Provided text:
※ ※ ※
  2. The adventures of Bongo

    ‘Gabon leader did not hold me as sex slave’

    Report by AP

    Dakar, Senegal – A PERUVIAN beauty pageant contestant has denied reports that she was held in Libreville against her will to become 67year-old Gabonese President Omar Bongo’s lover and held for nearly two weeks after she refused.

    Ivette Lourdes Santa Maria Carty, a 22-year-old Miss Peru America contestant, said yesterday that Mr Bongo had never tried to force himself on her once he realised she was not there for sex.

    “He never touched me and didn’t try to stop me from leaving,” she said.

    It had been reported that Miss Carty was invited to Gabon to be a hostess for an alleged “Miss Humanity” pageant there.

    Miss Carty said she had been taken to Gabon’s presidential palace hours after her arrival with her boyfriend on January 19.

    Gabon’s president had quickly joined her in a panelled room in the palace, Miss Carty said. “He pressed a button and some sliding doors opened, revealing a large bed,” she said.

    “I told him I was not a prostitute, that I was a Miss Peru. I started to cry and panicked.”
※ ※ ※
(Dataset records)

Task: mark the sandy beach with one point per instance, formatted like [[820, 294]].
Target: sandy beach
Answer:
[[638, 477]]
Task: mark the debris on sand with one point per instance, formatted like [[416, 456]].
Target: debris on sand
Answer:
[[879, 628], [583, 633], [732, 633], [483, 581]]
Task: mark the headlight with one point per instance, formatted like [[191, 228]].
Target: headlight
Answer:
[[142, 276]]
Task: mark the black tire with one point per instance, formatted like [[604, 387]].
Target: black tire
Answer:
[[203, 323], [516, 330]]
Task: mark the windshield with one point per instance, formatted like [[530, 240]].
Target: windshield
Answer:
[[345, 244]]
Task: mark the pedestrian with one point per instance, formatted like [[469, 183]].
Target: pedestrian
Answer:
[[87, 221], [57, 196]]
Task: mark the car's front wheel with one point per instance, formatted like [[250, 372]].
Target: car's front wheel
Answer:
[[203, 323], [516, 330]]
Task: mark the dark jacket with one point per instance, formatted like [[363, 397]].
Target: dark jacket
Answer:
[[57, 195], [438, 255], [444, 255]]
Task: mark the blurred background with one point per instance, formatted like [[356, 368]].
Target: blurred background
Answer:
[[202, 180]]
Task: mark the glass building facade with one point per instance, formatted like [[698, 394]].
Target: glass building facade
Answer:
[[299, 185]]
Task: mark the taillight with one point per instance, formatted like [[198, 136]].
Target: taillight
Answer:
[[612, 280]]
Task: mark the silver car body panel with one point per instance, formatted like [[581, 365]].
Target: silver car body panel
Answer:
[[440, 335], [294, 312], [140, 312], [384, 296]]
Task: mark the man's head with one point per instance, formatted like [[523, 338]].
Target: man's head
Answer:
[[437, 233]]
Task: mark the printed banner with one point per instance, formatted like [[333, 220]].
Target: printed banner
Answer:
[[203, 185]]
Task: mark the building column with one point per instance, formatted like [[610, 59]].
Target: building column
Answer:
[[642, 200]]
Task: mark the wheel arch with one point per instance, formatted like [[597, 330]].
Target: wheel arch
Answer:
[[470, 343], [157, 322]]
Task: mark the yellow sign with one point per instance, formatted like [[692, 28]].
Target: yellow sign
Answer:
※ ※ ※
What this exercise asks:
• a. Update the Gabon news report from "Report by AP" to "on January 19.", replacing "boyfriend" with "manager".
• b. In the Gabon news report, how old is the Miss Peru America contestant Ivette Lourdes Santa Maria Carty?
• c. Continue the news report about Omar Bongo and the Peruvian pageant contestant from where it stops.

Expected outputs:
• a.
Report by AP

    Dakar, Senegal – A PERUVIAN beauty pageant contestant has denied reports that she was held in Libreville against her will to become 67year-old Gabonese President Omar Bongo’s lover and held for nearly two weeks after she refused.

    Ivette Lourdes Santa Maria Carty, a 22-year-old Miss Peru America contestant, said yesterday that Mr Bongo had never tried to force himself on her once he realised she was not there for sex.

    “He never touched me and didn’t try to stop me from leaving,” she said.

    It had been reported that Miss Carty was invited to Gabon to be a hostess for an alleged “Miss Humanity” pageant there.

    Miss Carty said she had been taken to Gabon’s presidential palace hours after her arrival with her manager on January 19.

• b. She is 22 years old.

• c.
    Miss Carty said she had fled from the room and was running around the grounds of the palace when guards offered to drive her back to her hotel.

    When she returned to the hotel, pageant organisers and government officials apologised for “any misunderstanding”, Miss Carty said. Without money to pay the hotel bill, however, she was stranded in Gabon for 12 days until international women’s groups and others intervened. A spokesman for Mr Bongo, Vincent Mavoungou Bouyou, said on Wednesday by telephone from the capital, Libreville, that he was unaware of the allegations.

    Organisers of the alleged contest had first contacted Miss Carty through the internet, her father, Julio, told Peruvian media.

    The Peruvian foreign ministry identified the contest’s purported organisers as being from Argentina and Switzerland.

    Miss Carty’s parents had contacted Peru’s foreign affairs ministry on Monday seeking help, the ministry said.

    Peru’s United Nations ambassador in New York had contacted his Gabonese counterpart to express his country’s “serious concern”, the ministry said.

    Contacted in Peru, the young woman’s mother appeared to back away from local media reports that her daughter had been held in Libreville against her will.

    “Maybe we have exaggerated, but I don’t mind . . . if the scandal results in my daughter returning to Peru,” Antonieta Carty told reporters.

    Mr Bongo has kept a tight grip on power in this oil-rich former French colony since becoming president in 1967. He has faced similar allegations in the past.

    In 1995, Italian fashion designer Francesco Smalto testified in Paris that he had furnished Mr Bongo with call girls, and had flown them to Gabon regularly from France in 1992 and 1993.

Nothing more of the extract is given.